##### Source excerpt
Day 11, Act III
TODAY, with the South Pacific Residents Association, we have celebrated Waitangi Day - February 6th. Our Chairman considered it fitting - in view of us being half-way between Chile, which hosts Cape Horn, some 2,500 miles ahead and New Zealand 2,500 miles astern.
And, as we make solid progress ^¨NB) the Chair also passed a motion that the Skipper should improve his French. Her reason is that many of our 'back ups' on board are in the French language and to run the boat, fulfil my duties, I need adequate French. And, also perhaps to support the great future plans and vision for Le Souffle du Nord where, when Sylvian and Francois get going, the pensioners will cast off their walking sticks aside and be dancing in the streets of Lille with joy.....
And to this day, at school, I regret being a bad boy and having to leave our French class. Instead bad students had to go to the commerce class !
Indeed, had Napoleon not gone East and his troops not frozen to death on route to Moscow, he might have come to Ireland. Then we would all suffer for superiority complexes, speak French and eat more cheese. Instead we speak English and are so well politically balanced that we have ' chips' on both shoulders.
And, central to today's celebration on board, is that we have had the benefit of a ritual Maoiri Blessing before departing Kiwiland. And we carry spiritual symbols of this with Ponunmu Stones for home. And with the stones " Roimata" or "Tears of Joy" with three lines
1) Focus, on where you want to go
2) Freedom, to be what you want to be
3) Fun, life is good.
And, on this day as we celebrate, there are few, if any, more remote spots on the planet. The closest islands being the tiny Picturns to the north and land land being the Antharthica some 1,000 miles south.
And so with the merging of our South Pacific with the Indian and South Atlantic Residents Association, Waitangi as a celebration Day seemed like a natural.
##########
##### Data shown
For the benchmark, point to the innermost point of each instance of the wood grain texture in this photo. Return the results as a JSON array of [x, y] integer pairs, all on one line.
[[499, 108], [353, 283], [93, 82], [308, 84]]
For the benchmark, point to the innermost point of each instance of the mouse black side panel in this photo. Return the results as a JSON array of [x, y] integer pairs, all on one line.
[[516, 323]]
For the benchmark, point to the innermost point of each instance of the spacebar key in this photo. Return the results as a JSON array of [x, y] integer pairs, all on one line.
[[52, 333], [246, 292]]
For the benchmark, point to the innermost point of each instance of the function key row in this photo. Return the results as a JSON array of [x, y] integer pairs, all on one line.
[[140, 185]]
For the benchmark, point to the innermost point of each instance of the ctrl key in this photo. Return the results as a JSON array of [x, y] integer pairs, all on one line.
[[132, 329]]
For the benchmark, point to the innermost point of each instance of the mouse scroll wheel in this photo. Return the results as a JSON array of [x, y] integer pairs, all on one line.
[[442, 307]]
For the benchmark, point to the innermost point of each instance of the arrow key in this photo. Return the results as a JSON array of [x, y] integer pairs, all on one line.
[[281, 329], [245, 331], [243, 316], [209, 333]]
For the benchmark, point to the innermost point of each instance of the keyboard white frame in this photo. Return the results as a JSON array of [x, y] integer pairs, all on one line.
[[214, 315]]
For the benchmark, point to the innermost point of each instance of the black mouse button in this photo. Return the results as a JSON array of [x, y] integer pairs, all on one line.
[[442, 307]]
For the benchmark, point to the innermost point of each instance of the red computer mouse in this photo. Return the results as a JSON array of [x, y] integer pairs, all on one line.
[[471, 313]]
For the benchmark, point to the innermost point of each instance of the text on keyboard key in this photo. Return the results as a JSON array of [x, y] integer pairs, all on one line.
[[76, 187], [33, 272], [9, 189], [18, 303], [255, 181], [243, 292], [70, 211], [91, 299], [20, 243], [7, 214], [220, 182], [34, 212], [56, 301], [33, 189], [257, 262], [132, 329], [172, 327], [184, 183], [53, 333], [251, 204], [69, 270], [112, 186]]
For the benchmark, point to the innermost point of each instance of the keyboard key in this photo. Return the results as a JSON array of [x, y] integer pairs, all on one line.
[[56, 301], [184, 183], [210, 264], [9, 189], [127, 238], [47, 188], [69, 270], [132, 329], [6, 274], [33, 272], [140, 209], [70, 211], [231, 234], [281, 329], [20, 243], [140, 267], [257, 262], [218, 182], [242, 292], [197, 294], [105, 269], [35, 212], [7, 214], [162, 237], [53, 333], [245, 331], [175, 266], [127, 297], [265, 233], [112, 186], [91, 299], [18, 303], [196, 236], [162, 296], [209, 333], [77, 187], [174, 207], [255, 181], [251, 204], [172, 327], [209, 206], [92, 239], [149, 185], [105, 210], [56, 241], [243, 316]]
##########
== Requests ==
• A. Reproduce the stretch of the log entry from "And to this" through "on both shoulders.", word for word.
• B. Which lines come with the "Roimata" stones in the log entry? List every one.

== Answers below ==
• A.
And to this day, at school, I regret being a bad boy and having to leave our French class. Instead bad students had to go to the commerce class !
Indeed, had Napoleon not gone East and his troops not frozen to death on route to Moscow, he might have come to Ireland. Then we would all suffer for superiority complexes, speak French and eat more cheese. Instead we speak English and are so well politically balanced that we have ' chips' on both shoulders.

• B.
- Focus, on where you want to go
- Freedom, to be what you want to be
- Fun, life is good.